_Passage given:_
......

WODEN, Australia, 2015-11-25 — /Travel PR News/ — Air operators are being given an extra year to make the transition to the new fatigue rules.
This follows consultation with the aviation community that found both CASA and air operators needed more time to make a smooth and safe transition to Civil Aviation Order 48.1.
The transition period now extends to 1 May 2017 – four years after the new rules were made. Air operators can move across to the new rules at any time during the transition period.
All operators that have not completed the transition by 31 October 2016 will need to submit amended operations manuals or a fatigue risk management application to CASA by that date.
To support the requirement to move to the modernised fatigue system CASA has released a new video and a report on the science behind fatigue management.
The seven minute video featuring a number of fatigue experts sets out some of the reasons for changing the rules, highlighting the importance of effective fatigue management in aviation and providing real examples of the consequences of fatigue.
The video has been released along with a 16 page review which sets out the scientific support for Civil Aviation Order 48.1.
The review covers International Civil Aviation Organization fatigue requirements, accident and incident data, research supporting the changes, comparison with aviation regulations elsewhere in the world and prescriptive rules versus a fatigue risk management system.

......

_Data entries:_

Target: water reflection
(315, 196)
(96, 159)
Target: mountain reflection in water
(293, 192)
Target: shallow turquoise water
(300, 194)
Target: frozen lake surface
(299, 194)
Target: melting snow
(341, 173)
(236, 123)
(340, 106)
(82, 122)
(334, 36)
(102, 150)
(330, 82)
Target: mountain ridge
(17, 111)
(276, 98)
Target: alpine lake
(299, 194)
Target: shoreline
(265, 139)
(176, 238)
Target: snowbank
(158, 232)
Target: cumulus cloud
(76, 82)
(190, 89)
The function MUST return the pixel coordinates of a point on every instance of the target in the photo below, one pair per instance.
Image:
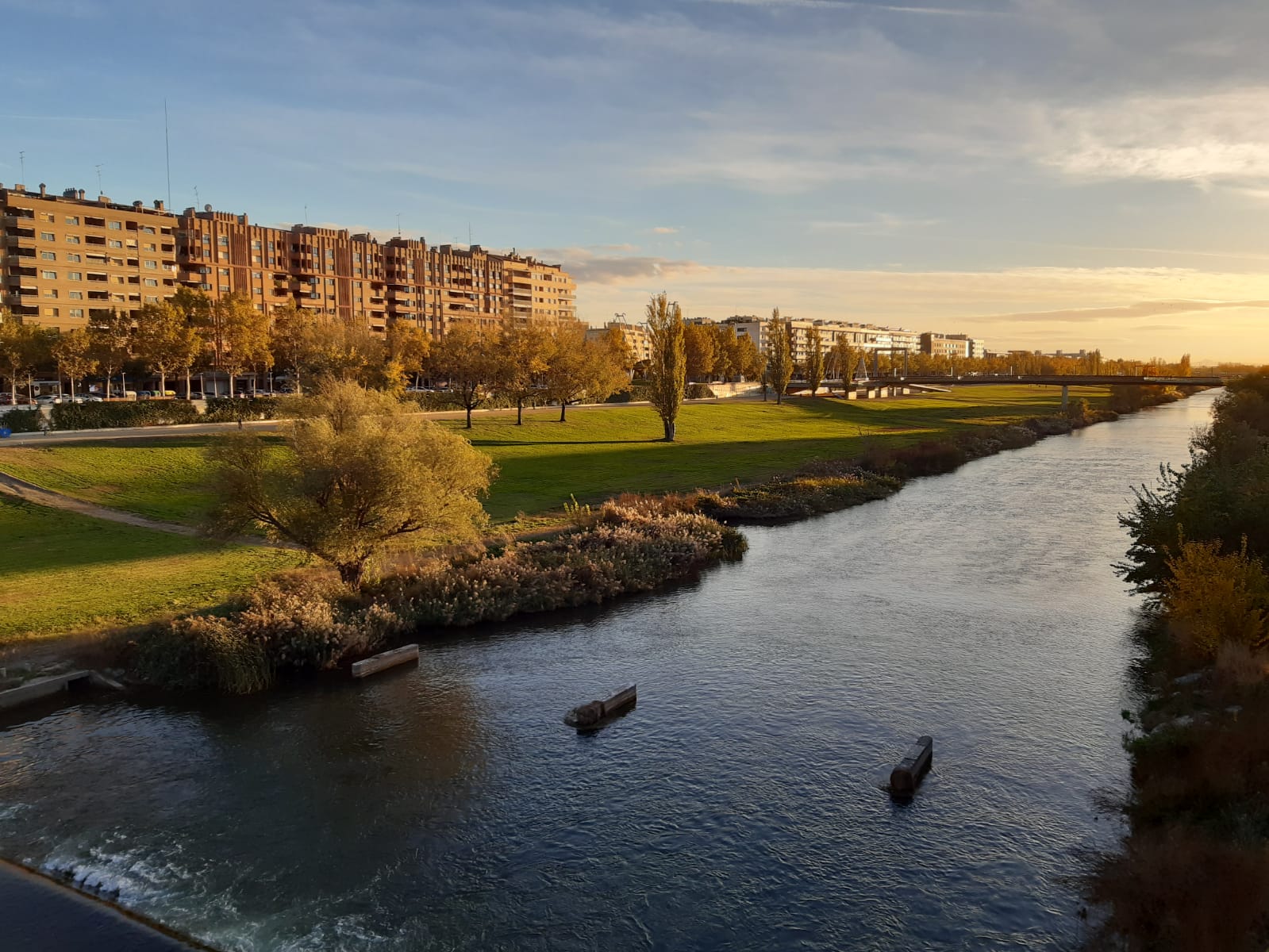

......

_Required work:_
a) Can you give the fatigue rules announcement again, starting with "To support the" and going on through "risk management system.", with "video" switched to "film"?
b) According to the fatigue rules announcement, what date does the transition period now extend to?
The records play no part in this.

_Solutions to the tasks:_
a)
To support the requirement to move to the modernised fatigue system CASA has released a new film and a report on the science behind fatigue management.
The seven minute film featuring a number of fatigue experts sets out some of the reasons for changing the rules, highlighting the importance of effective fatigue management in aviation and providing real examples of the consequences of fatigue.
The film has been released along with a 16 page review which sets out the scientific support for Civil Aviation Order 48.1.
The review covers International Civil Aviation Organization fatigue requirements, accident and incident data, research supporting the changes, comparison with aviation regulations elsewhere in the world and prescriptive rules versus a fatigue risk management system.

b) 1 May 2017